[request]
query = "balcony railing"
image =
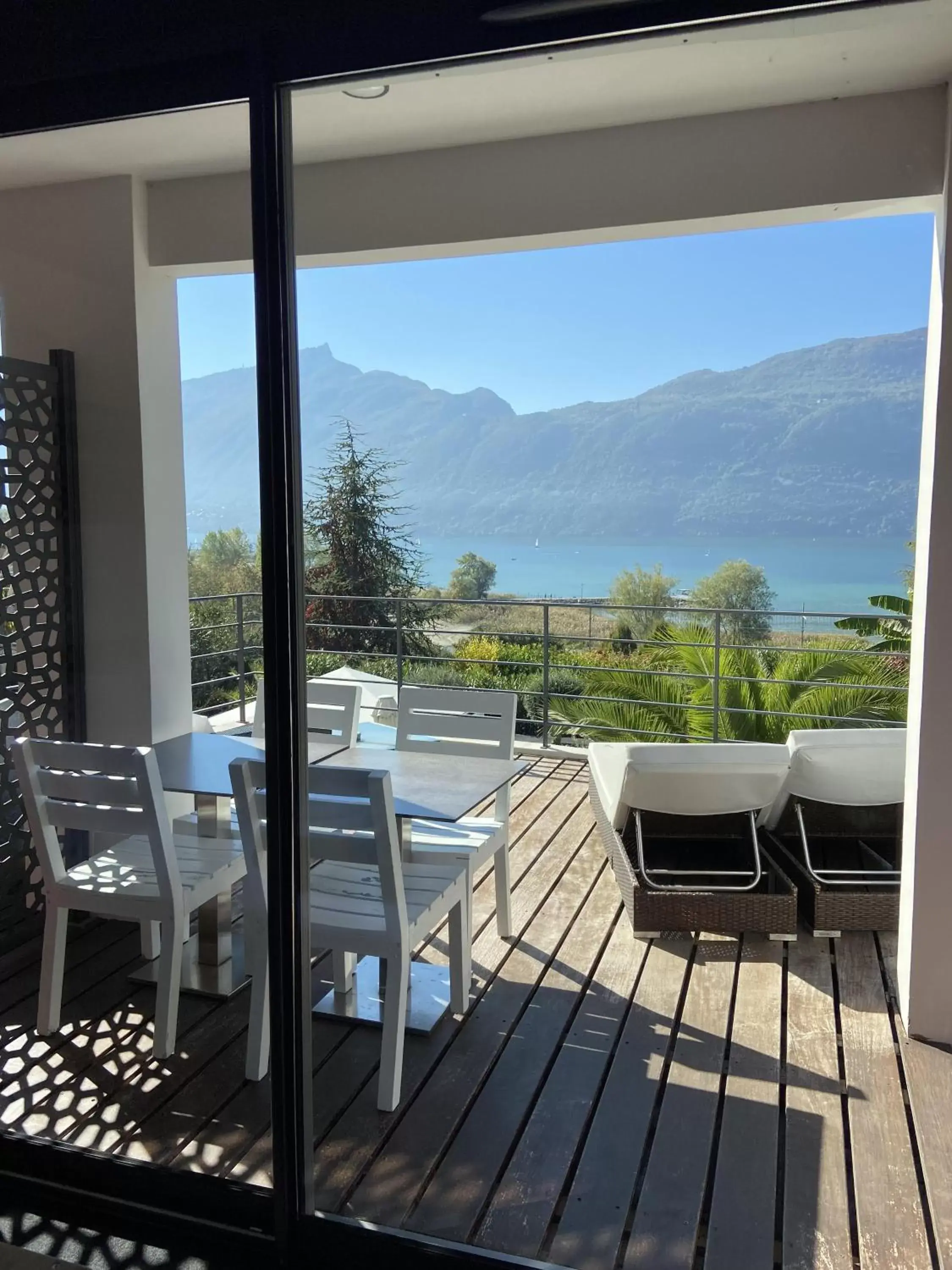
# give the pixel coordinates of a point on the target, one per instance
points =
(551, 639)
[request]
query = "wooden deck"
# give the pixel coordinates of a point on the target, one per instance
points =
(607, 1102)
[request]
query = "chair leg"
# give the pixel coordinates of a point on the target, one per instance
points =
(167, 1002)
(52, 969)
(151, 940)
(391, 1065)
(344, 966)
(460, 955)
(504, 900)
(259, 1034)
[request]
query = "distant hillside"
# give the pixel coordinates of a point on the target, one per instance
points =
(820, 441)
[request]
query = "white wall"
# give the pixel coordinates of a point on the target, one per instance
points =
(818, 160)
(74, 275)
(924, 968)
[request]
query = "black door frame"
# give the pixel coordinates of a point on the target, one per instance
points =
(263, 69)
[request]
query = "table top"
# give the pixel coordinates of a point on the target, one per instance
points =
(433, 787)
(197, 762)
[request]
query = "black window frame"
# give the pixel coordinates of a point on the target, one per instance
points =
(140, 1199)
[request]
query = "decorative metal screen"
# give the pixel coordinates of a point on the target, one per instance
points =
(36, 694)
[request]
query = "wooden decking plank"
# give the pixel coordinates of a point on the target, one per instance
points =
(666, 1227)
(17, 959)
(525, 1202)
(163, 1132)
(105, 1058)
(457, 1192)
(928, 1071)
(240, 1121)
(597, 1207)
(740, 1230)
(889, 1212)
(80, 949)
(815, 1203)
(400, 1170)
(343, 1156)
(33, 1067)
(536, 775)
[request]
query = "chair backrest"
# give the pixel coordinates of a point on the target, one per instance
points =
(334, 709)
(845, 766)
(349, 817)
(474, 723)
(258, 722)
(102, 789)
(704, 780)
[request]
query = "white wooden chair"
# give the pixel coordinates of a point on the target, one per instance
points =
(363, 901)
(469, 723)
(148, 877)
(333, 709)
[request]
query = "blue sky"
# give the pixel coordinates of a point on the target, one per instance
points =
(596, 323)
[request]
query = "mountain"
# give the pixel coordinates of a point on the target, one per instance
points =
(822, 441)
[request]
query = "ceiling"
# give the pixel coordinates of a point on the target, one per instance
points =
(805, 58)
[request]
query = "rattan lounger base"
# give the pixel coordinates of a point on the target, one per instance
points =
(828, 911)
(771, 910)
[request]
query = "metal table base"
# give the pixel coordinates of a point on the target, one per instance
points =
(427, 1001)
(198, 977)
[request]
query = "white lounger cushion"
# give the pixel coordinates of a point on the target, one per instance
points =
(686, 779)
(845, 766)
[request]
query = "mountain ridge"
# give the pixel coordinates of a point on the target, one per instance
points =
(815, 441)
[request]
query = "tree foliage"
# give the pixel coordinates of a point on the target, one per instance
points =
(355, 521)
(224, 564)
(473, 578)
(738, 585)
(648, 590)
(761, 695)
(894, 634)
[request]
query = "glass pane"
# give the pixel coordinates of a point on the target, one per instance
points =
(527, 498)
(129, 246)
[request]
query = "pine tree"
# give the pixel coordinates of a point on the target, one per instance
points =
(361, 548)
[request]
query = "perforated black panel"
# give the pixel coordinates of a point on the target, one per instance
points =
(32, 674)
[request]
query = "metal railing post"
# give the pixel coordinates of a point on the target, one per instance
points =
(545, 676)
(716, 684)
(400, 644)
(240, 625)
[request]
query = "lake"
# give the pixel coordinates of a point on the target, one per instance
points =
(822, 574)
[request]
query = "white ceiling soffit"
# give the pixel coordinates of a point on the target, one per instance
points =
(798, 59)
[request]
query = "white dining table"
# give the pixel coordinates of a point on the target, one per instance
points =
(435, 788)
(429, 787)
(197, 764)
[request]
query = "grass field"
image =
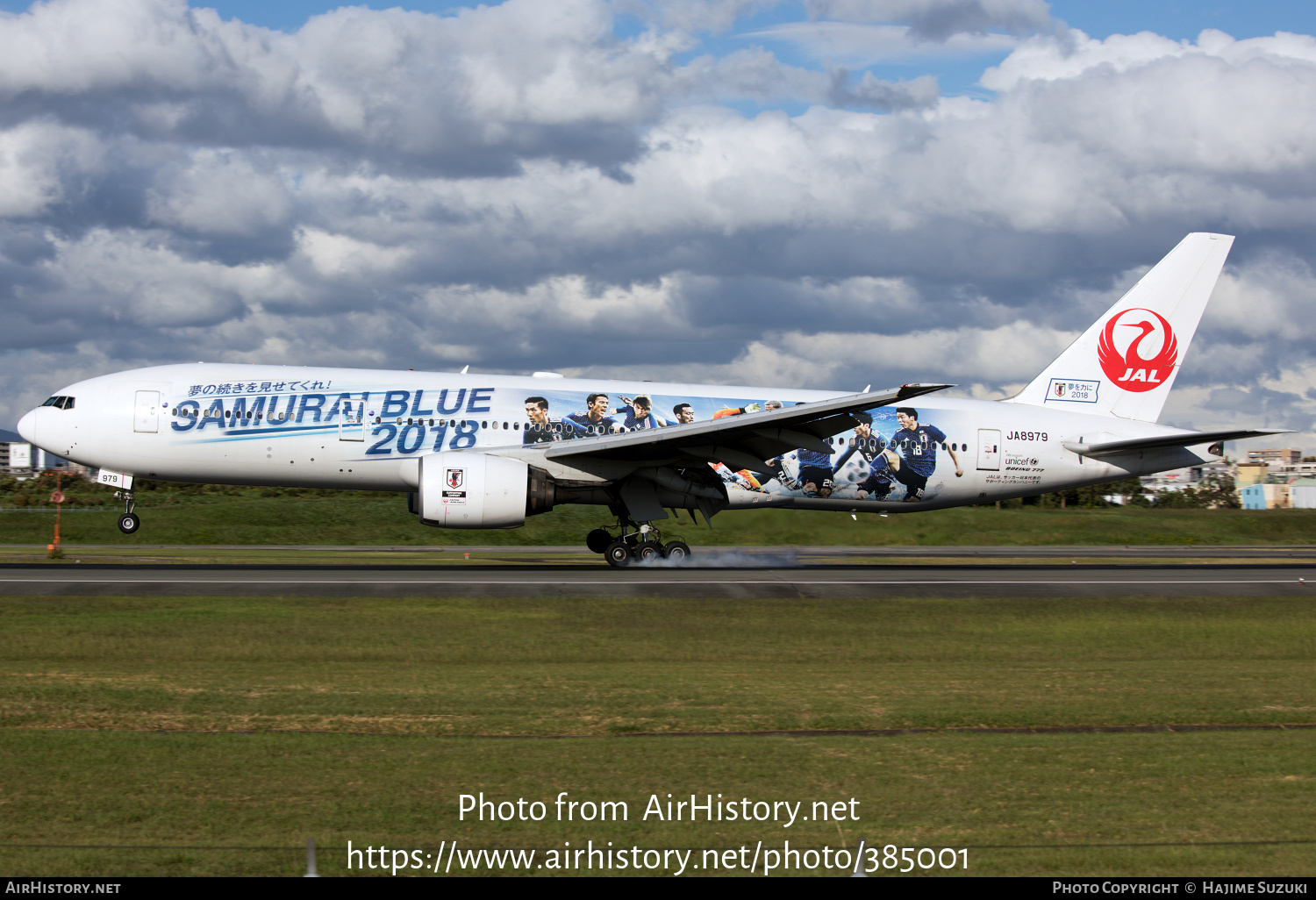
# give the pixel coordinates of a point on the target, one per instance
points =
(383, 520)
(261, 721)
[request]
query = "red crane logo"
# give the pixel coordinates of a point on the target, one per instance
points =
(1132, 368)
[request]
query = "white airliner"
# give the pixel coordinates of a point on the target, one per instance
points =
(487, 450)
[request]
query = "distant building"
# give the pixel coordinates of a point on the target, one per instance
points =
(1266, 496)
(1255, 473)
(1303, 494)
(16, 454)
(1287, 455)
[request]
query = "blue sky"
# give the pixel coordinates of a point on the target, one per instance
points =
(1099, 18)
(957, 74)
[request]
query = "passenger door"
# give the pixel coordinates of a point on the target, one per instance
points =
(147, 412)
(352, 420)
(989, 449)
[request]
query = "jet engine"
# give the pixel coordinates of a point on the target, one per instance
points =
(476, 489)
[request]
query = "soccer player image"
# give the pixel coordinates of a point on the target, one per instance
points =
(594, 420)
(881, 460)
(541, 429)
(815, 473)
(640, 413)
(918, 445)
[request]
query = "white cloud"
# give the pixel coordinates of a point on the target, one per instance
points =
(519, 189)
(865, 45)
(940, 20)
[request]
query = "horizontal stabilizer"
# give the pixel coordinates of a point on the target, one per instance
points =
(1163, 441)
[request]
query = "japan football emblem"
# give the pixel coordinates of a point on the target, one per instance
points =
(1137, 350)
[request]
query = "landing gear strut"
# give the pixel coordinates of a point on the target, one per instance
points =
(128, 521)
(637, 542)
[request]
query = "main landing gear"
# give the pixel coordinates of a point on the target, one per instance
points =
(128, 521)
(639, 542)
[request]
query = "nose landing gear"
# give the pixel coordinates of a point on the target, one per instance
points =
(128, 521)
(639, 542)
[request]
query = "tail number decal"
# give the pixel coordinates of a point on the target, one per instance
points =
(1126, 342)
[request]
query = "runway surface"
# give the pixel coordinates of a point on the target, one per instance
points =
(599, 581)
(1021, 552)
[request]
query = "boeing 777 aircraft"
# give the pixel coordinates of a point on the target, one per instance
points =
(487, 450)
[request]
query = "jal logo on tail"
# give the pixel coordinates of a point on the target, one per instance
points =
(1137, 350)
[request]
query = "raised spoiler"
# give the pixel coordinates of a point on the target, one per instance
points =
(741, 441)
(1166, 441)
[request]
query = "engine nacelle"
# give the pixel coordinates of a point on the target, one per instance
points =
(476, 489)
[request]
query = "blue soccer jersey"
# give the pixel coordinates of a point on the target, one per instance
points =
(919, 447)
(812, 458)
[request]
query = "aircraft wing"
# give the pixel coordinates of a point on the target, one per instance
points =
(740, 441)
(1165, 441)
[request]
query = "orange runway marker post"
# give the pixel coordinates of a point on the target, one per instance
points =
(57, 497)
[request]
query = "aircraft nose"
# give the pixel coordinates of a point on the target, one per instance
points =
(28, 426)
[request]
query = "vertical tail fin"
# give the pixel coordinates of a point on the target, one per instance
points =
(1126, 363)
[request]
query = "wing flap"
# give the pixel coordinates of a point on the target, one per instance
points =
(1166, 441)
(740, 441)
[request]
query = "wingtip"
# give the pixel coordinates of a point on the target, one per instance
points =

(PROMPT):
If the string "gear" appears in a line of the entries, report the line.

(ANSWER SECTION):
query = "landing gear strut"
query = "main landing gear"
query = "nose landing gear"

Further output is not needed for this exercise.